DB Quaylon Ewing-Burton: He played in all 13 games as a sophomore for Boise State last season, including four starts. He didn’t see much action late in the year after losing his starting job. He was dismissed from the team in January for failure to “live up to the standards of the program.” It wasn’t his first brush with trouble. He was suspended from his high school team for not abiding by the rules. Ewing-Burton has some ability, but probably not enough to convince a GM to draft him.
WR Josh Gordon: Like Ewing-Burton, he comes with baggage. He was suspended at Baylor after a drug arrest, and then enrolled at Utah where he was unable to play last season due to NCAA transfer rules. Unlike Ewing-Burton, he has the talent to get drafted. He has great size (6’3, 225) and is expected to run under 4.5 at his workout early next week. He caught 42 passes for 714 yards and 7 touchdowns in 2010. Some experts predict that Gordon could go as high as the second round, but that’s probably too much of a risk. The third or fourth round is more likely.
FB Adam Harris: No off-the-field issues here, but he’s still the biggest risk in the draft. He suffered three concussions and Syracuse decided “as a result of the injuries, a review of his concussion history and his increased vulnerability for further concussions, he will not be allowed to participate in football.” He said in May that he’s been given the OK play again from the University of Pittsburgh Medical Center and a neurologist who works for the Steelers. Harris probably wouldn’t have been drafted even with a clean bill of health. The big question now is whether any NFL team will even be willing to give him a chance as a free agent.
OL Adrian Haughton: Another player with baggage, but he has enough size (6’4, 360) to intrigue teams. He started 21 games at right tackle for Iowa State in 2008 and 2009, but was dismissed from the program in the summer of 2010 for violating team rules. No details were disclosed. He spent the past few months playing for the Orlando Predators in the Arena Football League. He’s projected as a guard by most pro scouts. Haughton could get selected very late, but it’s more likely that he’ll be signed as a free agent. He should have a number of suitors.

[Activity A]: In the player profiles, what Arena Football League team did Adrian Haughton play for?
[Activity B]: Retype the player profiles from "WR Josh Gordon: Like" to "is more likely.".
[Activity C]: For each statement, say whether it agrees with the player profiles and quote the words that decide it: (i) Josh Gordon caught 42 passes for 714 yards in 2010. (ii) Quaylon Ewing-Burton started all 13 games for Boise State last season. (iii) Adam Harris suffered two concussions.

[Referring expression pointing data]
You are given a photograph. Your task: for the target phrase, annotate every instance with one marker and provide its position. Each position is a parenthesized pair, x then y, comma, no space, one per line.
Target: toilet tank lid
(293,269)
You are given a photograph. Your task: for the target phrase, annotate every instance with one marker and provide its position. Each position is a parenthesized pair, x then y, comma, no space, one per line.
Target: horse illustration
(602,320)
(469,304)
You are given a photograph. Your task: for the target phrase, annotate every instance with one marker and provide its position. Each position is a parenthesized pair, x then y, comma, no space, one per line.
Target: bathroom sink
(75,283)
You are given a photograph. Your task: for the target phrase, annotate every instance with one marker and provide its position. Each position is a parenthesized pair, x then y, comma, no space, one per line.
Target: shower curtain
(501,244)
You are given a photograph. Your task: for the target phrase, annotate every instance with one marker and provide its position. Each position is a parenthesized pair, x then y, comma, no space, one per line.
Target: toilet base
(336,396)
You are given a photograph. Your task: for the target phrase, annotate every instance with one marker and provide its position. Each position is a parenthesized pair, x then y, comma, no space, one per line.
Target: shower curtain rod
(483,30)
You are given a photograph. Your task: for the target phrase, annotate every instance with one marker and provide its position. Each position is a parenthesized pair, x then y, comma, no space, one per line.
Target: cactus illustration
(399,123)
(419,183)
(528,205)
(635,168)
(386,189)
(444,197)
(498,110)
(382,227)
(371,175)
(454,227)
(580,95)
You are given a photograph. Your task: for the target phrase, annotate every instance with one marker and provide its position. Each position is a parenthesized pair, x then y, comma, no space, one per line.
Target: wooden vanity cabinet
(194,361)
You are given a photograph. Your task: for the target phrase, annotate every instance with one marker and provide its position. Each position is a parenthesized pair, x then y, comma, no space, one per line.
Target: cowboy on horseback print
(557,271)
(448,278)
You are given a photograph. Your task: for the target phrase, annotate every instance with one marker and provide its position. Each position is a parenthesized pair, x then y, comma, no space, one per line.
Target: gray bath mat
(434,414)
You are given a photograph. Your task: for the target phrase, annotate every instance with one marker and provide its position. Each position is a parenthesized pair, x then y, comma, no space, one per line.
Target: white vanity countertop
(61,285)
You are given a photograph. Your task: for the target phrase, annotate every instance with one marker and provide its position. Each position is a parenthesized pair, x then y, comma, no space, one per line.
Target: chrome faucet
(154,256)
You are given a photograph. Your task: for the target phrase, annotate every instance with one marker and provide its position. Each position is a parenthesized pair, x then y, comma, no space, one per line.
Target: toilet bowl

[Task output A]: The Orlando Predators.

[Task output B]:
WR Josh Gordon: Like Ewing-Burton, he comes with baggage. He was suspended at Baylor after a drug arrest, and then enrolled at Utah where he was unable to play last season due to NCAA transfer rules. Unlike Ewing-Burton, he has the talent to get drafted. He has great size (6’3, 225) and is expected to run under 4.5 at his workout early next week. He caught 42 passes for 714 yards and 7 touchdowns in 2010. Some experts predict that Gordon could go as high as the second round, but that’s probably too much of a risk. The third or fourth round is more likely.

[Task output C]:
(i) Yes: "He caught 42 passes for 714 yards and 7 touchdowns in 2010."
(ii) No: "He played in all 13 games as a sophomore for Boise State last season, including four starts."
(iii) No: "He suffered three concussions"